**What you should do:**
Can you copy out the stretch of the listing below, from the line containing "Give the mask of every instance of the stone" through the end of the listing, word for word, leaving out the picture marker?

**Data section:**
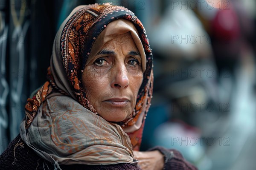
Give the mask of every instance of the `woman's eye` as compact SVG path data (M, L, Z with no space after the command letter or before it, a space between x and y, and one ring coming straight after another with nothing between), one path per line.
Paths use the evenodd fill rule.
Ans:
M128 64L131 65L135 65L138 64L139 64L139 61L136 59L130 60L128 61Z
M107 64L107 61L103 59L99 59L95 61L94 64L98 66L102 66Z

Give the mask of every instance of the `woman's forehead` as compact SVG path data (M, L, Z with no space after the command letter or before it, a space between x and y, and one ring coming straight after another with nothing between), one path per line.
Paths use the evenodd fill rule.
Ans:
M115 36L112 40L105 43L100 51L118 48L125 48L127 50L138 51L130 32Z

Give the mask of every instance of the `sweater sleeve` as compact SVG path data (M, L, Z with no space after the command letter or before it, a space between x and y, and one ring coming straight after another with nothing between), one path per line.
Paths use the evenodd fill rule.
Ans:
M148 151L158 150L164 155L165 170L197 170L198 168L186 161L182 155L175 149L168 149L160 146L157 146Z

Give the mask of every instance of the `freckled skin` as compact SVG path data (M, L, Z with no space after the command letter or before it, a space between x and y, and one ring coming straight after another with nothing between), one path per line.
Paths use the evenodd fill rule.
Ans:
M99 115L108 121L122 121L135 106L143 79L141 58L131 52L139 54L129 32L106 43L102 51L111 53L93 57L84 68L82 83Z

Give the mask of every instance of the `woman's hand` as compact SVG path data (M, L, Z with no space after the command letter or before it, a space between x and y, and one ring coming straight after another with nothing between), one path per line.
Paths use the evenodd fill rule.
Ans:
M134 151L134 158L139 161L139 166L143 170L162 170L164 167L163 155L157 150L140 152Z

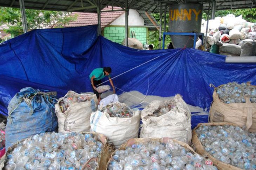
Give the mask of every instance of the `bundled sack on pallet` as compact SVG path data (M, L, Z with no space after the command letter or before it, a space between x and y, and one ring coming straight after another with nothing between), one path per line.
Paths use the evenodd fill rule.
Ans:
M106 170L216 170L187 144L168 138L129 140L114 152Z
M90 116L97 109L96 95L79 94L69 91L55 105L58 132L85 132L90 131Z
M196 151L213 161L218 169L256 169L256 138L236 124L200 123L193 130Z
M256 86L229 83L215 88L210 109L211 122L235 122L256 132Z
M191 114L180 94L166 101L155 101L141 111L140 138L168 137L189 144Z
M223 43L220 47L220 52L230 53L239 56L241 53L241 46L236 44Z
M239 43L241 46L241 56L255 56L256 55L256 42L247 39Z
M30 136L57 130L54 105L55 92L43 92L31 87L21 89L8 105L6 148Z
M101 170L110 150L106 137L96 133L42 133L9 148L0 166L6 170Z
M129 139L138 137L140 120L139 110L117 102L92 113L91 131L103 134L117 148Z

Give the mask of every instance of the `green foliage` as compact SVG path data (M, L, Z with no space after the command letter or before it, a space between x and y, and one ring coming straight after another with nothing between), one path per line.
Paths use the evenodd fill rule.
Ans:
M62 27L76 19L70 12L26 9L28 30L43 28ZM6 23L5 31L14 36L21 34L23 29L21 14L19 8L0 7L0 23Z
M153 14L152 15L153 16L155 19L156 20L157 22L157 24L159 25L160 24L160 15L159 13ZM169 14L166 14L166 30L168 30L168 19L169 19ZM163 24L164 23L164 15L163 15L162 16L162 23ZM164 32L164 25L163 25L162 27L162 30L163 32ZM156 31L148 31L148 44L153 44L154 45L155 49L159 49L159 31L158 30ZM162 35L161 37L161 45L162 45L162 43L163 39L163 36ZM164 40L164 44L166 47L168 46L169 43L170 42L171 38L170 36L166 36L165 39ZM162 47L161 48L162 49Z

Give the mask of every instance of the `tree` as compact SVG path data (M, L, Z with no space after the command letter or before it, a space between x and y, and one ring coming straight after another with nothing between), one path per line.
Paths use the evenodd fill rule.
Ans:
M159 13L152 14L152 15L156 19L157 22L157 24L160 24L160 14ZM166 14L166 30L168 30L168 22L169 19L169 14ZM164 15L163 15L162 16L162 23L163 25L162 26L162 32L164 32L163 30L164 21ZM161 36L161 43L162 43L163 42L163 36ZM159 46L159 31L158 30L156 31L149 31L148 36L148 43L149 44L153 44L154 45L155 49L158 49ZM165 39L164 40L165 46L166 47L168 45L171 41L171 38L170 36L166 36ZM162 49L161 47L161 49Z
M62 27L76 19L71 13L26 9L28 30L45 28ZM23 33L21 14L19 8L0 7L0 23L6 23L9 28L5 31L14 36Z

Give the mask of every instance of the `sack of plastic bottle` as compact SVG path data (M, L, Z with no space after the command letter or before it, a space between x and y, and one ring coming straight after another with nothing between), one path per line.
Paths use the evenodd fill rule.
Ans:
M192 143L219 169L255 170L256 134L245 128L227 122L200 123L193 130Z
M107 105L93 112L90 119L91 131L103 134L116 148L139 135L140 111L124 103L117 102Z
M129 139L113 153L106 169L217 169L187 143L168 138Z
M55 105L58 132L90 131L90 116L97 108L96 95L69 91Z
M0 168L5 170L101 170L106 167L110 153L107 139L101 134L42 133L9 148L0 161Z
M214 88L209 113L211 122L235 123L256 132L256 86L230 82Z
M168 137L190 143L191 114L180 94L168 101L153 101L141 111L141 118L140 138Z

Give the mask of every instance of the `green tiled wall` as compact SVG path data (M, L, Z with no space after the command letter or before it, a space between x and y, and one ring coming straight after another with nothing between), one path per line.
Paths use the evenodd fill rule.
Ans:
M109 27L104 28L104 36L109 40L121 44L125 38L124 27Z
M147 28L146 27L130 27L129 28L129 37L132 38L131 31L134 31L136 39L142 43L147 43ZM133 37L134 38L134 37Z
M136 39L143 44L147 42L146 27L129 27L129 37L132 38L131 31L134 32ZM125 28L123 27L109 27L104 30L104 36L109 40L121 44L125 38Z

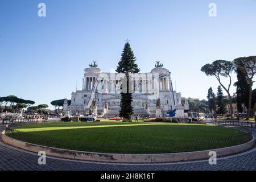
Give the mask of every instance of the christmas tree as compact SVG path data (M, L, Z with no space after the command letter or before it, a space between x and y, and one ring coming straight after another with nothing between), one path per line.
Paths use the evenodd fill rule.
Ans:
M121 59L115 70L118 73L125 74L125 77L122 80L121 86L121 109L119 113L119 116L123 118L124 121L131 121L131 115L133 114L133 108L131 106L133 94L130 89L131 83L129 74L138 73L139 69L138 68L138 65L135 63L136 57L129 42L125 44L121 56Z

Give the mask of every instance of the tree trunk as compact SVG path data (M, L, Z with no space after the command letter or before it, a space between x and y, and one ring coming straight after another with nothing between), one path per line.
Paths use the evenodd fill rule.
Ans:
M247 117L246 119L249 120L250 118L250 113L251 112L251 95L253 93L251 87L252 87L252 82L251 80L249 80L249 103L248 103L248 108L247 109Z
M233 108L232 108L232 98L230 94L228 93L229 95L229 110L230 110L231 117L233 118Z

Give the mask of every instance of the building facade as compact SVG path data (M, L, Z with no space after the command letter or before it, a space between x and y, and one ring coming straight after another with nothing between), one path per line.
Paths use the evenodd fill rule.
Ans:
M122 73L102 72L97 66L85 69L82 89L71 93L71 104L68 105L66 101L64 110L72 114L106 117L118 115L123 76ZM188 110L187 101L183 104L181 93L173 90L171 72L167 69L155 68L150 72L129 77L134 114L158 117L176 109L176 116L183 117L184 110ZM158 101L160 108L156 107Z

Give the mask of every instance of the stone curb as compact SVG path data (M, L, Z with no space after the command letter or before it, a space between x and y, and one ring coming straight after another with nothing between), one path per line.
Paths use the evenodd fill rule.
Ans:
M92 162L129 163L165 163L205 159L210 158L209 152L211 151L215 151L217 157L220 157L248 150L255 144L255 138L253 136L253 139L246 143L217 149L170 154L122 154L90 152L40 146L9 137L5 134L5 131L2 134L2 140L18 148L36 153L44 151L47 155L55 157Z

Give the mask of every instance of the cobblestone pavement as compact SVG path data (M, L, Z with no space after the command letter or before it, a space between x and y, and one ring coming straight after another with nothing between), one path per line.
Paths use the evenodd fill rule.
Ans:
M4 129L0 126L0 131ZM254 136L256 130L250 129ZM25 151L0 140L1 170L256 170L256 147L243 153L217 158L216 165L208 160L158 164L110 164L47 157L46 164L38 163L37 154Z

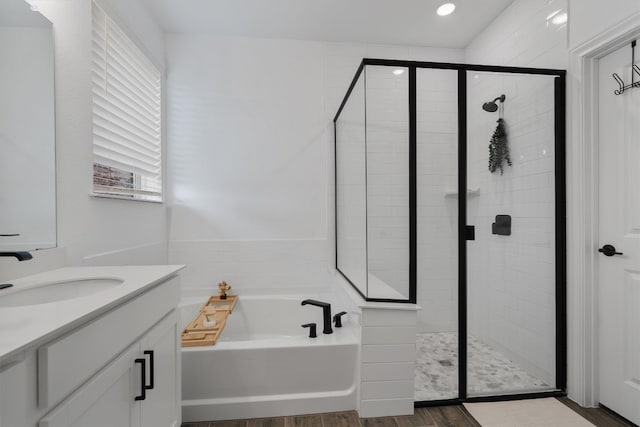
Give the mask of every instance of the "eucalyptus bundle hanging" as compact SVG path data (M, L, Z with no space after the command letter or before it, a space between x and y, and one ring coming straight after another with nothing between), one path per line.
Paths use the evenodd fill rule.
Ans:
M507 131L505 129L504 119L500 117L498 119L498 126L496 130L493 131L493 135L489 141L489 171L494 173L500 169L500 175L502 175L504 173L504 162L511 166Z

**Solution below:**
Give the mask of every instance of the stone curb as compact SVG path data (M, L, Z with no space after the command letter or before it, a space between x and y, and one ring coming straight after another with nothing between), one path per line.
Paths use the evenodd fill rule.
Ans:
M92 162L129 163L165 163L205 159L210 158L209 152L211 151L215 151L217 157L220 157L248 150L255 144L255 138L253 136L253 139L246 143L217 149L170 154L122 154L90 152L40 146L9 137L5 134L5 131L2 134L2 140L18 148L36 153L44 151L47 155L55 157Z

Give the mask of every instance of the cobblestone pavement as compact SVG path data (M, L, Z with no space after the command letter or before it, a space between x and y, and one ring coming straight after another with nothing between), one path per line.
Paths use the evenodd fill rule.
Ans:
M4 129L0 126L0 131ZM254 136L256 130L250 129ZM25 151L0 140L1 170L256 170L256 147L243 153L217 158L216 165L208 160L158 164L110 164L47 157L46 164L38 163L37 154Z

Give the mask of every instance of the "eucalyptus bundle hanging" as compact SVG path data (M, L, Z with no space after the command letter or before it, a space between x and y, and one ring coming straight after another with nothing between), one path per line.
Paths use the evenodd fill rule.
Ans:
M507 131L505 129L504 119L500 117L498 119L498 126L496 130L493 131L493 135L489 141L489 171L494 173L500 169L500 175L502 175L504 173L504 162L511 166Z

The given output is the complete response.